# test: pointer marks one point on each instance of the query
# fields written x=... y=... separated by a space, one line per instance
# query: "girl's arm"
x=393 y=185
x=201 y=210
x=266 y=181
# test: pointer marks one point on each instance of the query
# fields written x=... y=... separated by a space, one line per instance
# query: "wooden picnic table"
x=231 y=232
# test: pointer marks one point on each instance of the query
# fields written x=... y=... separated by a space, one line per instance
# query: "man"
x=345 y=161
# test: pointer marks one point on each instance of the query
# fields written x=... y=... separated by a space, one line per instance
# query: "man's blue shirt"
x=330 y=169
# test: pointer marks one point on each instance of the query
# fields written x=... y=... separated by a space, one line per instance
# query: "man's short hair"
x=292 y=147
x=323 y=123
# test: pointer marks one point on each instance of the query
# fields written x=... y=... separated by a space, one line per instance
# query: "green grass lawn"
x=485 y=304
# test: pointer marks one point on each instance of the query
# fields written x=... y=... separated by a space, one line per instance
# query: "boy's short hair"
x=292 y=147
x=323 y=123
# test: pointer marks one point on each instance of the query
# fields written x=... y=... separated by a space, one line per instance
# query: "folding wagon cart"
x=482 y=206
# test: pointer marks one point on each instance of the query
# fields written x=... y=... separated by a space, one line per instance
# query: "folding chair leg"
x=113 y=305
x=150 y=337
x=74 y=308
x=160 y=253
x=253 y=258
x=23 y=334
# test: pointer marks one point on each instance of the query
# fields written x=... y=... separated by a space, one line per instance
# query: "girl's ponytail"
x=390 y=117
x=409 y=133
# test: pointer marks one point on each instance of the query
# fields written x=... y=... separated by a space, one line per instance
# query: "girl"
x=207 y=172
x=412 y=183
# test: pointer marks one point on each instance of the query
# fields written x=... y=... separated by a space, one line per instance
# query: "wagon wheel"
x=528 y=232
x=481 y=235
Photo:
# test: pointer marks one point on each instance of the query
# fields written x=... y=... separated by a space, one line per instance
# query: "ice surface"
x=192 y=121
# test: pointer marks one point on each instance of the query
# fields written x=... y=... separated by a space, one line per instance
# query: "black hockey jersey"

+--

== WORK TO DO ==
Locate each line above that contains the word "girl", and copy all of those lines.

== OUTPUT OF THE TASK ==
# query: "girl's arm"
# query: "girl's ponytail"
# query: "girl"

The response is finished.